INPUT RECORDS:
§ §
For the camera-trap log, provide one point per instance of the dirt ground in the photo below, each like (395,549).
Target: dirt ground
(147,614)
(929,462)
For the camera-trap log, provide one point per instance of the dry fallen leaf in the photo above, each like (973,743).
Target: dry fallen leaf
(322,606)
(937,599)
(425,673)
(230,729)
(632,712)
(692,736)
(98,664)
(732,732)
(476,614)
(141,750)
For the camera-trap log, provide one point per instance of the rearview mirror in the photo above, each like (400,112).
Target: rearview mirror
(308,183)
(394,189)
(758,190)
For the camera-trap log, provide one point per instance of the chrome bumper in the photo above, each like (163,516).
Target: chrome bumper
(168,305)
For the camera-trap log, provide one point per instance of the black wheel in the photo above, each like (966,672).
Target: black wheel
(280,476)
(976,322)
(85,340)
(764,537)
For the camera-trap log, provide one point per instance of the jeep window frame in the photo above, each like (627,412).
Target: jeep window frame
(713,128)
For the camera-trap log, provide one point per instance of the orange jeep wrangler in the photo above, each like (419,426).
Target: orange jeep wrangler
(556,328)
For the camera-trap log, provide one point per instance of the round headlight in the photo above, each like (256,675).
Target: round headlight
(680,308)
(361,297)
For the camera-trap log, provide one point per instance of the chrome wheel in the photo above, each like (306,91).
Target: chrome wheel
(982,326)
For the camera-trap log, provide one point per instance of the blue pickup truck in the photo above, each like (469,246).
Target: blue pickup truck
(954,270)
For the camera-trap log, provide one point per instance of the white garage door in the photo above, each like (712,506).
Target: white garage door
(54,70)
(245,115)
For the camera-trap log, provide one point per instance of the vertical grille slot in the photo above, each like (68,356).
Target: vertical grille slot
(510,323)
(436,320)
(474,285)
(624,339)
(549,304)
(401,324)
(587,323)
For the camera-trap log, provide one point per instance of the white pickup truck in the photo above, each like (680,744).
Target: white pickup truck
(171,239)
§ §
Output exactly the span of lines beginning at the first line of the records and ending at the line that holds "each like (68,356).", inclusive, with no other text.

For the camera-trap log, provide one point per instance of the dirt ground in the photo below, each like (395,549).
Target: dirt ground
(147,614)
(929,462)
For the camera-trap log, provide one point per instance of the dry fallen leaf in the photo above, each like (973,743).
Target: dry fallen leaf
(322,606)
(937,599)
(425,673)
(230,729)
(632,712)
(692,736)
(98,664)
(732,732)
(476,614)
(141,750)
For the camera-trap log, provide one point per instance of the rearview mirror in the photo above, each like (400,112).
Target: rearview mirror
(308,183)
(394,189)
(758,190)
For the camera-trap log, provide one point per instance of the chrome bumper in the photo above, each like (163,516).
Target: chrome bumper
(168,305)
For the camera-trap log, provide one point per instance of the black wheel in the photo above, each like (966,672).
Target: black wheel
(280,476)
(976,322)
(85,340)
(764,537)
For the camera-trap log, provide one point per instance of the jeep window frame in the photo above, each like (627,412).
Target: jeep window frame
(713,128)
For the camera-trap log, provide one point per instance of the orange jeep wrangler in the photo above, each like (419,426).
Target: orange jeep wrangler
(556,328)
For the camera-trap log, provide one point per instance of the round headlight in the photo above, each like (256,675).
Target: round headlight
(680,308)
(361,297)
For the camera-trap log, provide one point per instance of the chrome wheel in the photo above, each like (306,91).
Target: chrome wheel
(982,326)
For the camera-trap log, provide one point per instance of the blue pickup truck in the photo above, each like (469,246).
Target: blue pickup truck
(954,270)
For the camera-trap log, provide one point per instance of the white garage door in the photo above, each like (712,506).
Target: white garage door
(54,70)
(245,115)
For the camera-trap log, provide one point per instance of the vertical grille slot in the photo above, each like (68,356).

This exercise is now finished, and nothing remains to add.